◆ Requests ◆
A) In the passage on Res2Net blocks in RDM-YOLO, why must the input and output channel dimensions of the Res2Net blocks match those of the original bottleneck blocks? Answer in one to three sentences.
B) Extend the passage on Res2Net blocks in RDM-YOLO, picking up right after its final sentence.

In the context of RDM-YOLO, the bottleneck block is integrated into the Res2Net architecture (Figure 3b) to partition input features into subsets, allowing each subset to undergo hierarchical residual connections. By enabling feature reuse and multi-granularity fusion, the bottleneck block enhances the model’s ability to capture fine-grained textures and global morphological patterns, which is crucial for detecting small silkworms and resolving overlapping targets in dense rearing environments. This design ensures efficient receptive field expansion without significant parameter overhead, contributing to the model’s lightweight and real-time performance.

For all subsets excluding x₁, each subsequent subset x_i is subjected to a respective 3 × 3 convolutional operation designated as K_i, with the output of K_i denoted as Y_i [36]. Specifically, the feature subset x_i is concatenated with the output of the preceding convolutional operation K_i−₁ and then fed into K_i. Mathematically, Y_i can be expressed as follows:

Y_{i} = \{\begin{array}{l} x_{i} & i = 1; \\ K_{i} (x_{i}) & i = 2; \\ K_{i} (x_{i} + Y_{i - 1}) & 2 < i \leq s . \end{array}

(1)

Notably, each 3 × 3 convolutional operator K_i can access feature information from all feature splits. Owing to the combinatorial explosion effects, the Res2Net module generates outputs with a wide variety of receptive field sizes and combinations, enabling more effective feature fusion.

In the C3 modules of the backbone, standard bottleneck blocks are to be replaced with Res2Net blocks. Specifically, in the feature layers of the 80 × 80, 40 × 40, and 20 × 20 dimensions, it is essential to substitute the inner 3 × 3 convolutional bottlenecks with Res2Net blocks. This modification aims to preserve spatial resolution while enhancing multi-scale feature fusion.

It is crucial to ensure that the input and output channel dimensions of the Res2Net blocks align with those of the original bottleneck blocks in order to maintain the hierarchical structure of features within the backbone. The residual connections inherent in Res2Net effectively retain the skip connections present in the C3 module, thereby preventing information loss during feature extraction.

The cascaded hierarchical structure of the Res2Net block boosts receptive field diversity, capturing both fine-grained morphologicaldetails and global motion dynamics. By reusing intermediate features, Res2Net demonstrates superior computational efficiency compared to parallel multi-branch architectures, thereby reducing redundant parameters without compromising multi-scale representation capabilities. Additionally, hierarchical residual connections maintain contextual relationships among overlapping silkworms, enhancing occlusion robustness. Together, these features enable accurate detection of subtle behaviors and ensure real-time performance on resource-constrained devices.

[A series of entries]
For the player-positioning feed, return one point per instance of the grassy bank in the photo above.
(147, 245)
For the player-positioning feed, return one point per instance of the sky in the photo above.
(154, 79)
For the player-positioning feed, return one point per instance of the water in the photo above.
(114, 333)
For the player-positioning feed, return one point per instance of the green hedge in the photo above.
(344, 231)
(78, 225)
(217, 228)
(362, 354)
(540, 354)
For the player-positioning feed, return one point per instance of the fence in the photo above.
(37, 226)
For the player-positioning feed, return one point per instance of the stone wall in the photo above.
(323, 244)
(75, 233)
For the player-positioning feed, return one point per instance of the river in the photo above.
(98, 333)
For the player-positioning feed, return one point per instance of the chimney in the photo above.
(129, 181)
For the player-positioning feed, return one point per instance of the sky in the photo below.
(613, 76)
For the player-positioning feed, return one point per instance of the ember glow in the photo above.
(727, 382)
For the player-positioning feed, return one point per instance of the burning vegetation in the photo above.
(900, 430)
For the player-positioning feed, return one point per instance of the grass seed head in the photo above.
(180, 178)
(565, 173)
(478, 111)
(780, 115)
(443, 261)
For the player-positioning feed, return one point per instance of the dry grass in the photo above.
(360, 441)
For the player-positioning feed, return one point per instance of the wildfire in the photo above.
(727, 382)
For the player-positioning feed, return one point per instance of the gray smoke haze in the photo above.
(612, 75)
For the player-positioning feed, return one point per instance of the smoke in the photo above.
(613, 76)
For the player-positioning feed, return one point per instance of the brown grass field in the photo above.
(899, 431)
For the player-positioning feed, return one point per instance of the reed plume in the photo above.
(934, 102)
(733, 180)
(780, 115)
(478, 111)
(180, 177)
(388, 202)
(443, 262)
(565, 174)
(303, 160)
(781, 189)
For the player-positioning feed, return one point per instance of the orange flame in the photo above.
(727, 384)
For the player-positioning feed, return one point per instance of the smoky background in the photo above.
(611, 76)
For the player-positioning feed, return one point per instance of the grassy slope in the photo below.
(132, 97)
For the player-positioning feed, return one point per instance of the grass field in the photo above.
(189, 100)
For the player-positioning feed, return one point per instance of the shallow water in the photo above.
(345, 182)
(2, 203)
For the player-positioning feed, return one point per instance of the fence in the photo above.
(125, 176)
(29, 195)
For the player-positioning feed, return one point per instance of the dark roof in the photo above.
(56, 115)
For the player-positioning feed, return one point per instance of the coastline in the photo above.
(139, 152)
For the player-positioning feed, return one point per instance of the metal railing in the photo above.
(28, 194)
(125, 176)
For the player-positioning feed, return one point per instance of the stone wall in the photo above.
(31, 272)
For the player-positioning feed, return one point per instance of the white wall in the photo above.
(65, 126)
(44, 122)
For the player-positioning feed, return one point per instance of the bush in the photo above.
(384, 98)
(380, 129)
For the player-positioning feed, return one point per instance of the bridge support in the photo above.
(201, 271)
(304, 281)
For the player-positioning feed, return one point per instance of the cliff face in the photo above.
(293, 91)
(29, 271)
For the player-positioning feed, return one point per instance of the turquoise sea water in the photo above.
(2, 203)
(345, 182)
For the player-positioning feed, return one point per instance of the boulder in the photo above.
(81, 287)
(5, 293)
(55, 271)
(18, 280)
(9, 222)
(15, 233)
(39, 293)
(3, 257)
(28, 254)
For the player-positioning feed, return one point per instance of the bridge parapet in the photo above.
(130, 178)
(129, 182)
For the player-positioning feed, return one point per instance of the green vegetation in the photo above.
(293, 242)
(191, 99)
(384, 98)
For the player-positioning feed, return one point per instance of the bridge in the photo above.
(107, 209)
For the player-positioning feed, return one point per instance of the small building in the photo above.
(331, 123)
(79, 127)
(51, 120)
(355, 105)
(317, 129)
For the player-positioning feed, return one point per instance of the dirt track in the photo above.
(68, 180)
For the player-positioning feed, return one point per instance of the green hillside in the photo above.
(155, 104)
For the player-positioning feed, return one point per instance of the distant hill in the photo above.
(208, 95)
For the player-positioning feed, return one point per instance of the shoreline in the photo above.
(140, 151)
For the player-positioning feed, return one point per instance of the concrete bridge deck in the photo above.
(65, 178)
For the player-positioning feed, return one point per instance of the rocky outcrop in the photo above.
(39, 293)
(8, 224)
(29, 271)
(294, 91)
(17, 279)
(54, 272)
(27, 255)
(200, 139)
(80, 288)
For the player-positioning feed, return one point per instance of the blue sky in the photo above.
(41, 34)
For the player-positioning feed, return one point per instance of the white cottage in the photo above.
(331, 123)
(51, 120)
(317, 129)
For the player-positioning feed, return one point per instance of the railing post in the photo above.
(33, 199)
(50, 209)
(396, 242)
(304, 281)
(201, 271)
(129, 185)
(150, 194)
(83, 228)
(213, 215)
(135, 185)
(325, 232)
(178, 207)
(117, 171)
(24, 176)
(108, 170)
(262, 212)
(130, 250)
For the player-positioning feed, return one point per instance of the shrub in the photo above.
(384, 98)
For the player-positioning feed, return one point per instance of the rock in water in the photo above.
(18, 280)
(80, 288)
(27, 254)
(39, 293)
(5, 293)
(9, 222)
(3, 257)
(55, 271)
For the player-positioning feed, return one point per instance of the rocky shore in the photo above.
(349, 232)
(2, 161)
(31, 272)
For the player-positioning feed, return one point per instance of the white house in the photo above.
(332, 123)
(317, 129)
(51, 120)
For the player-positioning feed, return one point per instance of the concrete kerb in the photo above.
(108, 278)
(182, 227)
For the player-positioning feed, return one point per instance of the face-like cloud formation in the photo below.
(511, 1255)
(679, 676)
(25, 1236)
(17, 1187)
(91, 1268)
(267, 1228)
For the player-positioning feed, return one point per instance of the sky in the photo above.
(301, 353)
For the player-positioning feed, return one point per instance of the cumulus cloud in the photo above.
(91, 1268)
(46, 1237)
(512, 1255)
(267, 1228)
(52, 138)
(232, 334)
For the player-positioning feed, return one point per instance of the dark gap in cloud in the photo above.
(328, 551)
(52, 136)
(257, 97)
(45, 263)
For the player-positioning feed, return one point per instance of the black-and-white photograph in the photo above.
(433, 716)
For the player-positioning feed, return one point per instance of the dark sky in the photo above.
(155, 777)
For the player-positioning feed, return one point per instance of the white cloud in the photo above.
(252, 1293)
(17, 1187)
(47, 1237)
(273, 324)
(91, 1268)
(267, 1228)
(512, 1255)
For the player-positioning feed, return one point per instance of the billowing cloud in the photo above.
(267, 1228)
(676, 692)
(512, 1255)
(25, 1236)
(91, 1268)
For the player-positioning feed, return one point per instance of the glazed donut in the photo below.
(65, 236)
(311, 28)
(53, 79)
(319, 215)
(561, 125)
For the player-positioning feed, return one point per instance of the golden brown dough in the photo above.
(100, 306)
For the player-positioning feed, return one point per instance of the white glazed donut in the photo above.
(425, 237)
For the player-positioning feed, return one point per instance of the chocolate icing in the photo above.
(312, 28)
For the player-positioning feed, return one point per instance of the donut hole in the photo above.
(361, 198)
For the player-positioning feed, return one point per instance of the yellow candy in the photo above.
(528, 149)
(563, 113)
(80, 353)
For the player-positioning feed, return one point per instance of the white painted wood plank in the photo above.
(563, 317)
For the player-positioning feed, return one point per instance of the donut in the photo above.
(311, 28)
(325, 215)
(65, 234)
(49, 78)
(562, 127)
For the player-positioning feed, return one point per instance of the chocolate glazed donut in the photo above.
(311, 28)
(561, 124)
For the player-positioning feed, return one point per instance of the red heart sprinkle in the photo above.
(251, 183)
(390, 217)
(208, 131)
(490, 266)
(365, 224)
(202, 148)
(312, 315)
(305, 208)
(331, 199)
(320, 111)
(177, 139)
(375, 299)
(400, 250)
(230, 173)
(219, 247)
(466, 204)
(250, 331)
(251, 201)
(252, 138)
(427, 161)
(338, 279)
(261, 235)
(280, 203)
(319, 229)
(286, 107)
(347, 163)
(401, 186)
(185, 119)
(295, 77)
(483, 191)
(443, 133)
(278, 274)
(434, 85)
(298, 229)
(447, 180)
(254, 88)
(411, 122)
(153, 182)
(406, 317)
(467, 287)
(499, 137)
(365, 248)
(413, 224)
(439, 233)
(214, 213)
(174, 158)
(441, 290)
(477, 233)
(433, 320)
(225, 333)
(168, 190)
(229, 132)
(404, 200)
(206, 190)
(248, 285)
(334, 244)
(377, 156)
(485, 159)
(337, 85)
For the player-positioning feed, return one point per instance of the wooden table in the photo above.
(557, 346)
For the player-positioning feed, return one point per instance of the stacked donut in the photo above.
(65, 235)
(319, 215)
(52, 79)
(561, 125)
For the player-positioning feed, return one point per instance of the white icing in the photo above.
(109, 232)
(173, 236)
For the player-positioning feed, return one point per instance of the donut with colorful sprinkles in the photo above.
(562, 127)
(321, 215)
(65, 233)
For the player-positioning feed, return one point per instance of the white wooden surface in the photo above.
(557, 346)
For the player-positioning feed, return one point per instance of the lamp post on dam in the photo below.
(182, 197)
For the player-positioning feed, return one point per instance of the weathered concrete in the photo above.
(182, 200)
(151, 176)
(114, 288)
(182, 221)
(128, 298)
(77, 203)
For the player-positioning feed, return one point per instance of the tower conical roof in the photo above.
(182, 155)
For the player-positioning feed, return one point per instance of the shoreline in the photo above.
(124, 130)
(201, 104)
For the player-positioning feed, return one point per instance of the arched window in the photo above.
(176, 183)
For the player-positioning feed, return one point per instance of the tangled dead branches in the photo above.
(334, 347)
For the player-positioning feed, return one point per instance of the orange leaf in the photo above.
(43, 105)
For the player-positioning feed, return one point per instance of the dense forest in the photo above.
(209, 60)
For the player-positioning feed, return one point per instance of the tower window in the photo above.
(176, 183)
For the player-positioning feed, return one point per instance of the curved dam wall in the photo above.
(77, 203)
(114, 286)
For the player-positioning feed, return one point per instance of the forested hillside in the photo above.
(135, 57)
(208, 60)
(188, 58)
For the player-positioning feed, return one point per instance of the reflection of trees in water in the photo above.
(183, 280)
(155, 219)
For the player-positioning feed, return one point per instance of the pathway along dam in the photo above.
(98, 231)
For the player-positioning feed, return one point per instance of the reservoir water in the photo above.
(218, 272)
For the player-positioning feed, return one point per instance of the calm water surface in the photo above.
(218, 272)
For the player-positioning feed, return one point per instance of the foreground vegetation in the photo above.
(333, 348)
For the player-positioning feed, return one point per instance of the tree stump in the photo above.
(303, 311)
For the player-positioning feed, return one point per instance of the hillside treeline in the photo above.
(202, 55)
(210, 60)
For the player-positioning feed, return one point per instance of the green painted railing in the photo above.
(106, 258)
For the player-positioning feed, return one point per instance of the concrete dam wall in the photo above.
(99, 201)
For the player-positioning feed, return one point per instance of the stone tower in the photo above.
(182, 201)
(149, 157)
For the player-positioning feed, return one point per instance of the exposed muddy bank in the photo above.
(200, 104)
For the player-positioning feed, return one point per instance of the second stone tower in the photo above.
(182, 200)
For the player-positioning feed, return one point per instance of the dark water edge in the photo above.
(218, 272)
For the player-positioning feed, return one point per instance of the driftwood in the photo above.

◆ Answers by task ◆
A) They must match so that the hierarchical structure of features within the backbone is maintained when the Res2Net blocks replace the original bottleneck blocks.

B)
2.3. Distribution Shifting Convolution Module

Distribution shifting convolution (DSConv) enhances computational efficiency through a flexible quantization mechanism. It decomposes the standard convolution kernel into two components, namely a variable quantized kernel (VQK) and distribution shifts. The VQK, composed of integer values with variable bit lengths, enables efficient multiplication and better memory management. The kernel distribution shifter (KDS) and channel distribution shifter (CDS) then align the distribution of the VQK with that of the original kernel via scaling and biasing operations. This decomposition and quantization strategy substantially enhances the model’s lightweight characteristics and real-time inference performance, as shown in Figure 4.

During the DSConv quantization procedure, two parallel computational pathways are executed [41]. The first pathway involves computing the dot product between the VQK and individual segments of the mantissa tensor. Concurrently, the KDS undergoes element-wise summation with the exponent tensor derived from the original convolution operation. These intermediate results are subsequently combined through multiplicative fusion to generate the final output tensor. The weight quantization mechanism operates through a two-stage transformation: Initially, all convolutional layer weights undergo linear scaling normalization, followed by nearest-integer quantization to produce discrete values (denoted as w_q). These quantized weights are systematically encoded into the VQK structure, whose valid numerical ranges are mathematically defined as follows:

w_{q} \in Z, b \in N | - 2^{b - 1} \leq w_{q} \leq 2^{b - 1} - 1

(2)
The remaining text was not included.